- **TU TAREA**
Transcribe todas las líneas de abajo sin cambiar nada.

Fragmentos de datos de anotación de puntos

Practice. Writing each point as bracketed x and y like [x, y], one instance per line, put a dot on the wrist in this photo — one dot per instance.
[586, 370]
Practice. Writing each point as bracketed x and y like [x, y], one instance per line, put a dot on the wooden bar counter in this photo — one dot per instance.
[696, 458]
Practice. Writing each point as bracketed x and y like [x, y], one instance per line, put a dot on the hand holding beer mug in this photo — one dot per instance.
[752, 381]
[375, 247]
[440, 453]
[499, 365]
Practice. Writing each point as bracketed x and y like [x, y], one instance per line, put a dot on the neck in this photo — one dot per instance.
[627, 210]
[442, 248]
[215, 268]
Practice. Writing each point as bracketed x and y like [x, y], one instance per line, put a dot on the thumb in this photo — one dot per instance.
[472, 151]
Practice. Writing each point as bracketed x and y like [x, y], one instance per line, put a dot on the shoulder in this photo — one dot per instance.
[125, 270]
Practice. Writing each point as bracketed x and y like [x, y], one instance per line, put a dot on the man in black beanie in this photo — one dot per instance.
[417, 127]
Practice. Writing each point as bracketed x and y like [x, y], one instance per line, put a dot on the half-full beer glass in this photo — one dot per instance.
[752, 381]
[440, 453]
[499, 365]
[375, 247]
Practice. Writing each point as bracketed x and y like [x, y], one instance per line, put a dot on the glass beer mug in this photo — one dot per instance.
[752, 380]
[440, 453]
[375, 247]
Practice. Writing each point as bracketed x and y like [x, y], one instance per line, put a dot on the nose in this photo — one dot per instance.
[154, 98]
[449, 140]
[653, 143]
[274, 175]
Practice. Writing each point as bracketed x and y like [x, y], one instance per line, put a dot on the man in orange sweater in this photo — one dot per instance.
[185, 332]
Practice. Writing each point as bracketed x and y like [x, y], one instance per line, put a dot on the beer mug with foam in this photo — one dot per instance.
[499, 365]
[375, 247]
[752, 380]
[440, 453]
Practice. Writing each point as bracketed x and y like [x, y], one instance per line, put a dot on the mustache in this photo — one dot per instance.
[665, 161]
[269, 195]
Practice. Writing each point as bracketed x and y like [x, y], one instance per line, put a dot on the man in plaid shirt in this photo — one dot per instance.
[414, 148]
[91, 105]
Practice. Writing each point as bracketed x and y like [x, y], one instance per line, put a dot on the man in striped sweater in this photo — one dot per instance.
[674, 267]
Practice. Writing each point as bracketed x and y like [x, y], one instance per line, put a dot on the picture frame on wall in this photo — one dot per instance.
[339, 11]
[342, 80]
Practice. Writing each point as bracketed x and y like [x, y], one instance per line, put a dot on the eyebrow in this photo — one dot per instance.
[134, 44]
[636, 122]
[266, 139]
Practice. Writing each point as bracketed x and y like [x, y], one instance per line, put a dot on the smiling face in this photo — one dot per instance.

- **RESULTADO**
Practice. Writing each point as bracketed x and y like [x, y], one instance per line, put a dot on the wrist in this photo — one dot per instance.
[586, 370]
Practice. Writing each point as bracketed x and y like [x, y], one instance per line, put a dot on the wooden bar counter in this photo — one dot per instance.
[696, 458]
Practice. Writing each point as bracketed x and y like [x, y], one instance per line, put a dot on the hand holding beer mug in this photo — one dot per instance.
[752, 381]
[375, 247]
[440, 453]
[499, 365]
Practice. Writing each point as bracketed x and y like [x, y], one instance per line, put a dot on the neck in this photo — one dot per instance.
[627, 210]
[442, 248]
[215, 268]
Practice. Writing each point as bracketed x and y like [x, y], one instance per line, put a dot on the thumb in this photo — one dot per instance.
[472, 151]
Practice. Writing each point as bracketed x and y like [x, y], one instance per line, put a dot on the shoulder in this photo — one dot per instance.
[125, 270]
Practice. Writing each point as bracketed x and y like [x, y], one instance per line, put a dot on the man in black beanie in this photo — one dot per instance.
[417, 127]
Practice. Writing each point as bracketed x and y like [x, y], one instance per line, put a dot on the half-full beer glass in this photo — one dot per instance.
[752, 381]
[440, 453]
[499, 365]
[375, 247]
Practice. Writing each point as bracketed x and y like [x, y], one instance per line, put a dot on the glass beer mug in this photo — one dot per instance.
[752, 380]
[440, 453]
[375, 247]
Practice. Writing each point as bracketed x and y like [x, y], one instance per line, put a dot on the nose in this photo — one dot per instance.
[154, 98]
[449, 140]
[653, 143]
[274, 175]
Practice. Writing each point as bracketed x and y like [x, y], one instance per line, put a dot on the man in orange sweater in this photo — one dot per instance.
[185, 332]
Practice. Writing each point as bracketed x and y like [x, y], one instance per line, put a dot on the beer mug with foam in this photo — one dot per instance.
[499, 365]
[375, 247]
[752, 380]
[440, 453]
Practice. Writing each point as bracketed x and y like [x, y], one instance per line, put a dot on the mustache in this photo — one dot per instance.
[665, 161]
[269, 195]
Practice. Writing each point as bracketed x and y like [x, y], one instance per line, put a dot on the man in plaid shirt in this photo — one dot per instance.
[414, 148]
[91, 105]
Practice. Writing each point as bracketed x and y like [x, y], one instance per line, put a dot on the man in striped sweater in this photo — one dot per instance.
[674, 267]
Practice. Writing each point as bracketed x and y like [x, y], one instance per line, put a dot on the picture frame on wall in this photo — one dot per instance.
[339, 11]
[342, 80]
Practice. Writing each point as bracketed x and y like [x, y], one instance per line, put a dot on the eyebrow in this photo — one dot per instance.
[134, 44]
[636, 122]
[266, 139]
Practice. Writing each point as bracketed x and y like [x, y], one instance per line, put a dot on the smiling face in this photo — one dot per instance.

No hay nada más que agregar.